EXERCISE DETAILS
Your answer is to be the count alone: the number of lines in the data below where "wall" appears.

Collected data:

═══

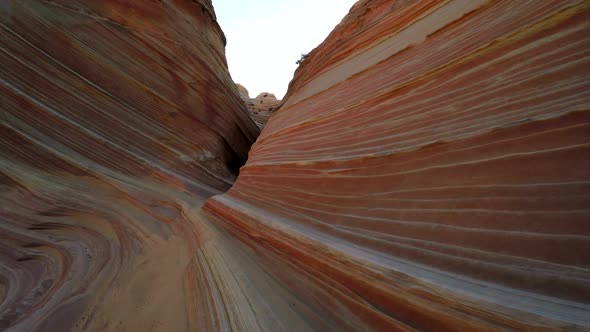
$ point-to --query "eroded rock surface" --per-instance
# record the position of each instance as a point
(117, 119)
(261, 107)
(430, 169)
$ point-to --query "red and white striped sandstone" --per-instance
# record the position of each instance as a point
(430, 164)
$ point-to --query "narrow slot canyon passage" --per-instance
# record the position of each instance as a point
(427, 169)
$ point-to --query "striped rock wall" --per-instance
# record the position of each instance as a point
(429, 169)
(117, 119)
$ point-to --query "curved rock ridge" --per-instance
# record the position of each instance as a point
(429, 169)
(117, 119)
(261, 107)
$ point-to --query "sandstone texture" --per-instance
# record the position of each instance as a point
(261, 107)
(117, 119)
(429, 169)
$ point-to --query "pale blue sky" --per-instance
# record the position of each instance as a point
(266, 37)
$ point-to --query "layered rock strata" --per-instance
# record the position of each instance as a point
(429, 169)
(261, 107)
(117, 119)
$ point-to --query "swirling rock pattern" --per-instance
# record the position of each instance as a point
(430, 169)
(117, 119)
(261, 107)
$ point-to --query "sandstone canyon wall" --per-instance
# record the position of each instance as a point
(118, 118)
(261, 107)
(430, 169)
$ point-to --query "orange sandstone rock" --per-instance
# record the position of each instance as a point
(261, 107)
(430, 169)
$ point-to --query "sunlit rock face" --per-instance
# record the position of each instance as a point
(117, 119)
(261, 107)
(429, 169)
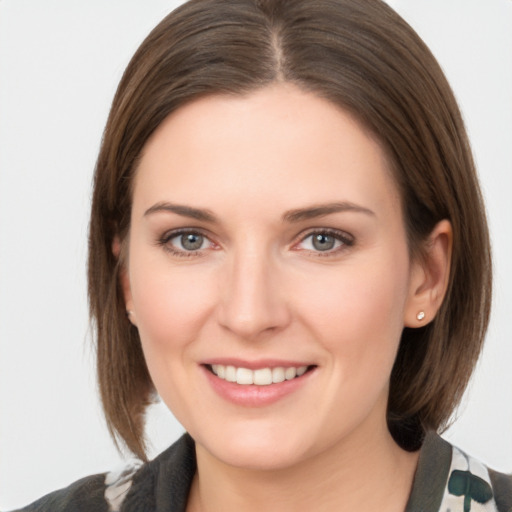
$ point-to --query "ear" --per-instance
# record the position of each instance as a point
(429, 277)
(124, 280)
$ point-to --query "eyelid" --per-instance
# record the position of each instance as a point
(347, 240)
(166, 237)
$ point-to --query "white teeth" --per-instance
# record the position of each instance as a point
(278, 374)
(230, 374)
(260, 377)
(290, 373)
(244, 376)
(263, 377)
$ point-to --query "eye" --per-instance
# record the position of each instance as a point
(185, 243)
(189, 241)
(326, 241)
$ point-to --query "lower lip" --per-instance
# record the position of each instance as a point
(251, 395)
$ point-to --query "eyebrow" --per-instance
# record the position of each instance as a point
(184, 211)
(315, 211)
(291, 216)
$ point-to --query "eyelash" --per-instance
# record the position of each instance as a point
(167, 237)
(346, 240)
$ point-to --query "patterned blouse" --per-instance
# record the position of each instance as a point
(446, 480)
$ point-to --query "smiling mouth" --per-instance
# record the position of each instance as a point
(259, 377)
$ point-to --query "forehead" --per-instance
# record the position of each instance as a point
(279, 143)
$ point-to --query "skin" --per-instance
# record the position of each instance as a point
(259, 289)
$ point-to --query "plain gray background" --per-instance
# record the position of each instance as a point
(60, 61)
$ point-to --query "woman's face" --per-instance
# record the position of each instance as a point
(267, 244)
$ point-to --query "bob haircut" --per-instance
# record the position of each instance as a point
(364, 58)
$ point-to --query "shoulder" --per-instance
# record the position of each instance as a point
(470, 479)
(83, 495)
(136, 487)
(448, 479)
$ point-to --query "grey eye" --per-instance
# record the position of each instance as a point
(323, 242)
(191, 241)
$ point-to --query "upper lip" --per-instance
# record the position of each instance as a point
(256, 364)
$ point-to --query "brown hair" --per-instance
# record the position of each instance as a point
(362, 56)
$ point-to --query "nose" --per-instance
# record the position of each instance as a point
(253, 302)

═══

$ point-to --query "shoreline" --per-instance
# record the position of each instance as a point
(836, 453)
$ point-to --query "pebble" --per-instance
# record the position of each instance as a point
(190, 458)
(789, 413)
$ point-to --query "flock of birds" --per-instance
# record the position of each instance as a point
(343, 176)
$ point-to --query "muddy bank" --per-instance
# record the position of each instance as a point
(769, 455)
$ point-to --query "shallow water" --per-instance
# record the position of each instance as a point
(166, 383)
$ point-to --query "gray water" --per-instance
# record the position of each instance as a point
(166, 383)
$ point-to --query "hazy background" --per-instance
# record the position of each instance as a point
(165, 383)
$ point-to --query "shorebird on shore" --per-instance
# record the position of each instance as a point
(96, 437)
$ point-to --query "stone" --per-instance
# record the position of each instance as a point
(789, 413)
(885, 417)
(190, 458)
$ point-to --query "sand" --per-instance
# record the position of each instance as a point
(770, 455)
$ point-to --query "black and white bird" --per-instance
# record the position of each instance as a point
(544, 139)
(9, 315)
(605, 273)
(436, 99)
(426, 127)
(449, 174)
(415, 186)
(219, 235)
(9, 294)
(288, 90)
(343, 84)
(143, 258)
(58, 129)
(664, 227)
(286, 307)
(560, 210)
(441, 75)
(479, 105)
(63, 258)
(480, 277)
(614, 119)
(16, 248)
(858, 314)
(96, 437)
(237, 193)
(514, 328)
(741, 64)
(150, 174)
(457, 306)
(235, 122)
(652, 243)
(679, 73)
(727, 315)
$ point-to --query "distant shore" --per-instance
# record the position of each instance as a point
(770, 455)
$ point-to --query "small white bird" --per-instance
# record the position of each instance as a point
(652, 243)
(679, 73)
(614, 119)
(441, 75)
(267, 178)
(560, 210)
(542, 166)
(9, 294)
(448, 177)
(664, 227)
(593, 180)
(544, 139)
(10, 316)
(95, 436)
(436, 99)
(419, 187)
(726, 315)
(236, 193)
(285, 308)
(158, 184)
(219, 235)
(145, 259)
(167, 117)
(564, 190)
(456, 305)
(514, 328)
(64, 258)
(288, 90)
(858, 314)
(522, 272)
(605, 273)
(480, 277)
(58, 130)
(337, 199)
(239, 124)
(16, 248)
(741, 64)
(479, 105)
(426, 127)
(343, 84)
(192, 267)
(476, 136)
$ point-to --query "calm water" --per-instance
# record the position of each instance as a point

═══

TASK ANSWER
2